Jak przystało na piłkarza prawonożnego, znaczna większość goli została zdobyta właśnie tą stopą. Poza tym po równo dzielił się udział lewej nogi oraz głowy w bramkach strzelonych przez Lewandowskiego.

Lis pola karnego. Najprostsze określenie Lewandowskiego. 45 z 54 goli snajper „Bawarczyków” zdobył z „szesnastki”. Po indywidualnej akcji, po dobitce, po dośrodkowaniu, po prostopadłym podaniu, po wyłożeniu do pustej bramki… Jak przystało na najlepszego napastnika świata, „Lewy” strzelał zawsze i tak jak chciał. Spoza pola karnego z gry już tylko dwa razy Polak trafił do siatki – po minięciu Burkiego w meczu przeciwko Borussi Dortmund oraz po strzale po ziemi w końcówce pierwszej połowy starcia z Tottenhamem. Żaden z bramkarzy nie był w stanie odbić „jedenastki” napastnika mistrza Niemiec w 2019 roku. Sześć bramek z tego elementu gry i jeden strzał w słupek w meczu z VfB Stuttgart. Do tego jeden gol w ciągu roku w derbach Zagłębia Ruhry z Schalke, w meczu, w którym „Lewy” ustrzelił hat-tricka. Absolutna maszyna do strzelania goli.

■ **Wpisy ze zbioru danych**
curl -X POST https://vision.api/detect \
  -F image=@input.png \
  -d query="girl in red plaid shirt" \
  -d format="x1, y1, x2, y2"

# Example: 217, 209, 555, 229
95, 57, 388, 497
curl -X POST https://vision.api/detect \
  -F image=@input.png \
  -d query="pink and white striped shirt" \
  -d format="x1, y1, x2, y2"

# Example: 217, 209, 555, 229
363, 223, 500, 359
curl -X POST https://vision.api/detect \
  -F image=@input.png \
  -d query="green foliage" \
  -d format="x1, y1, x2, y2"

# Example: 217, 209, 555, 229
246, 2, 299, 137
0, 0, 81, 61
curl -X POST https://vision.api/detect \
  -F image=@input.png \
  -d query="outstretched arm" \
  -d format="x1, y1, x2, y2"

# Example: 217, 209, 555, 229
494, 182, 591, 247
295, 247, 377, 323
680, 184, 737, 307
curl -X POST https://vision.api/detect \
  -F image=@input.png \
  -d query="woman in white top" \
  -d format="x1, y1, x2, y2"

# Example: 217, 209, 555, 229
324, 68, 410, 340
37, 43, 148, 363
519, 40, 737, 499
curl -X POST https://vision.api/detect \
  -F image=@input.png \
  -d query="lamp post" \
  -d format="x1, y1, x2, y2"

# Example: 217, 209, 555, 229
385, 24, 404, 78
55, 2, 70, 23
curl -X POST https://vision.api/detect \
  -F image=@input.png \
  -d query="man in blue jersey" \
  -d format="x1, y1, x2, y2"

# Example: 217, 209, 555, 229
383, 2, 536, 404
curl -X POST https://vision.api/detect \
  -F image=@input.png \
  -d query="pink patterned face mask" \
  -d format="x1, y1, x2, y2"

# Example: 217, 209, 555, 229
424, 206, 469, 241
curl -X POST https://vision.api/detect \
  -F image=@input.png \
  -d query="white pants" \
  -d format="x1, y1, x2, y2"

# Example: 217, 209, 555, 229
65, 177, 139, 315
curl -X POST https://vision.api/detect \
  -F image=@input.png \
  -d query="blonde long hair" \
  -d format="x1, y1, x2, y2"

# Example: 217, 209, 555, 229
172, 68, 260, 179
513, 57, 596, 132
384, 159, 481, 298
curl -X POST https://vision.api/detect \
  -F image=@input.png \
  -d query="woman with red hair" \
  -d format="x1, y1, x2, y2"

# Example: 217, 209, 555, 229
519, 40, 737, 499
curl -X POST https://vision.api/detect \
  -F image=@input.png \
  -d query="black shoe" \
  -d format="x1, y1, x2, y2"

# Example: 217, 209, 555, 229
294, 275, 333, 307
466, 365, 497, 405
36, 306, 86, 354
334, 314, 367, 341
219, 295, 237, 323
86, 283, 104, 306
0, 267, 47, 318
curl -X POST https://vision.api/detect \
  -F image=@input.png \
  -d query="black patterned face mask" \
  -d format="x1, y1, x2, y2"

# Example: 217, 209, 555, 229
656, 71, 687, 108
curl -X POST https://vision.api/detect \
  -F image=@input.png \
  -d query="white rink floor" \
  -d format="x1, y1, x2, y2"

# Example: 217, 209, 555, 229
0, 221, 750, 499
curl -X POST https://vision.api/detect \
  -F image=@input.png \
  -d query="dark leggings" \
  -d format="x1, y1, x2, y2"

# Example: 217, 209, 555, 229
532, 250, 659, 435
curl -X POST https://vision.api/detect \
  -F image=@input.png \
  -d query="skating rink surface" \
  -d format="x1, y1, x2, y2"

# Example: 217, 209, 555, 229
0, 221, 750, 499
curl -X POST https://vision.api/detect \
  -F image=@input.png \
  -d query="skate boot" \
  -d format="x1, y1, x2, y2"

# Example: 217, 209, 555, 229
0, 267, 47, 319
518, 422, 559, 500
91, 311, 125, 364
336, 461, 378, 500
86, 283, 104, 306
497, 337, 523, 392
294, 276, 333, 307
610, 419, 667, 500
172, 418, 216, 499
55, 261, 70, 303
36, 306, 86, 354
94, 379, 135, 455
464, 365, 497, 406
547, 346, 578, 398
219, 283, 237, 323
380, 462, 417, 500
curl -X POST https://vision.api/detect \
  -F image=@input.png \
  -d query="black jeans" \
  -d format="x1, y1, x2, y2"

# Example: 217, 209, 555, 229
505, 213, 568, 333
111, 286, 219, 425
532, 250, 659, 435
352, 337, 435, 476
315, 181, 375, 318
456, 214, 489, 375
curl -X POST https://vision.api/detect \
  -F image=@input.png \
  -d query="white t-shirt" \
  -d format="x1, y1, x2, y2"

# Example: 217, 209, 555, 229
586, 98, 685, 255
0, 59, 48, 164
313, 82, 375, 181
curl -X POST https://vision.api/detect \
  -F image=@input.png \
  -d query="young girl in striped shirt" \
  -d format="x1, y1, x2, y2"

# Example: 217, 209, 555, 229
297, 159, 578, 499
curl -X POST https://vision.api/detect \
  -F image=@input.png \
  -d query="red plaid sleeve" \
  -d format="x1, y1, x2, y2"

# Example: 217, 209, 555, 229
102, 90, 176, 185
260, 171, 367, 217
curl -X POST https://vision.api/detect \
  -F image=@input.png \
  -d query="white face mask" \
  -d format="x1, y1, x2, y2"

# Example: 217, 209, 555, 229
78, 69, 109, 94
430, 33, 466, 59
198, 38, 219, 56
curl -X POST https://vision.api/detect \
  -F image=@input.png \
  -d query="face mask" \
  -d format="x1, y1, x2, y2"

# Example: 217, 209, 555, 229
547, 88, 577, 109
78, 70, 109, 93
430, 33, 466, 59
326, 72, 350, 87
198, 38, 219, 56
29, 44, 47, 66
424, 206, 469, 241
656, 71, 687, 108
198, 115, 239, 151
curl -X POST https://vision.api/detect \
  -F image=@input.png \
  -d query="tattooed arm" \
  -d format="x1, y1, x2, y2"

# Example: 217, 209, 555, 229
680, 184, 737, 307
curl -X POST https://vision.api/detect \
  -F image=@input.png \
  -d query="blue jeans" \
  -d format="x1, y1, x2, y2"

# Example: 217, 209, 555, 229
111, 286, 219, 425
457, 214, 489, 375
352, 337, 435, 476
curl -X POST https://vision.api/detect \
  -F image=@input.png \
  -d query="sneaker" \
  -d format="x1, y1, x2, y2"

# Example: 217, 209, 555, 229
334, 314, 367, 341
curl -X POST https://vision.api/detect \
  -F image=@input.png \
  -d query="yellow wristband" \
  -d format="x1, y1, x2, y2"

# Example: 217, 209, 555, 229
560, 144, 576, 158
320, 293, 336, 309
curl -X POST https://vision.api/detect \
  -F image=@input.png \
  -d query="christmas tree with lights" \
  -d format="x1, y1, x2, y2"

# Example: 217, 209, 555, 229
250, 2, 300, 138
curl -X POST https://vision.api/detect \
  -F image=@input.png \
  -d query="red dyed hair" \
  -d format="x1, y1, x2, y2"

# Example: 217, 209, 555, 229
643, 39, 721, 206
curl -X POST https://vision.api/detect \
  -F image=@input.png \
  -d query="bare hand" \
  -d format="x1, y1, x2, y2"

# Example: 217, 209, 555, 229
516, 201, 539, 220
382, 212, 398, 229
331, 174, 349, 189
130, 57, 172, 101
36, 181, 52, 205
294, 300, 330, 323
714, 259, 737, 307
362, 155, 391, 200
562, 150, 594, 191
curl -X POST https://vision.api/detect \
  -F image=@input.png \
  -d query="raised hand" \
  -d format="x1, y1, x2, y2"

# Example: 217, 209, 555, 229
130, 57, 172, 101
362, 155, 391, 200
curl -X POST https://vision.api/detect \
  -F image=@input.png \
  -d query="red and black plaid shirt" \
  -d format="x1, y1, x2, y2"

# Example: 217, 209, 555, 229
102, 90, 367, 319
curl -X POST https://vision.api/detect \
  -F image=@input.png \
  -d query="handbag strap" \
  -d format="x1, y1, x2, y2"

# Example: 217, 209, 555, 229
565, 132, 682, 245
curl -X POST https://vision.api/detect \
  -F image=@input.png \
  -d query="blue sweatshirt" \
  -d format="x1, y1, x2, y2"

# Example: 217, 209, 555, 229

■ **Polecenia**
- a) Przepisz dokładnie fragment tekstu o golach Lewandowskiego od słów „Jak przystało na piłkarza” aż po słowa „strzelonych przez Lewandowskiego.”.
- b) Znajdź we wpisach wszystkie wiersze zawierające słowo „striped” i przepisz każdy z nich, biorąc pod uwagę wielkość liter.

■ **Odpowiedzi**
- a)
Jak przystało na piłkarza prawonożnego, znaczna większość goli została zdobyta właśnie tą stopą. Poza tym po równo dzielił się udział lewej nogi oraz głowy w bramkach strzelonych przez Lewandowskiego.

- b)
  -d query="pink and white striped shirt" \
  -d query="young girl in striped shirt" \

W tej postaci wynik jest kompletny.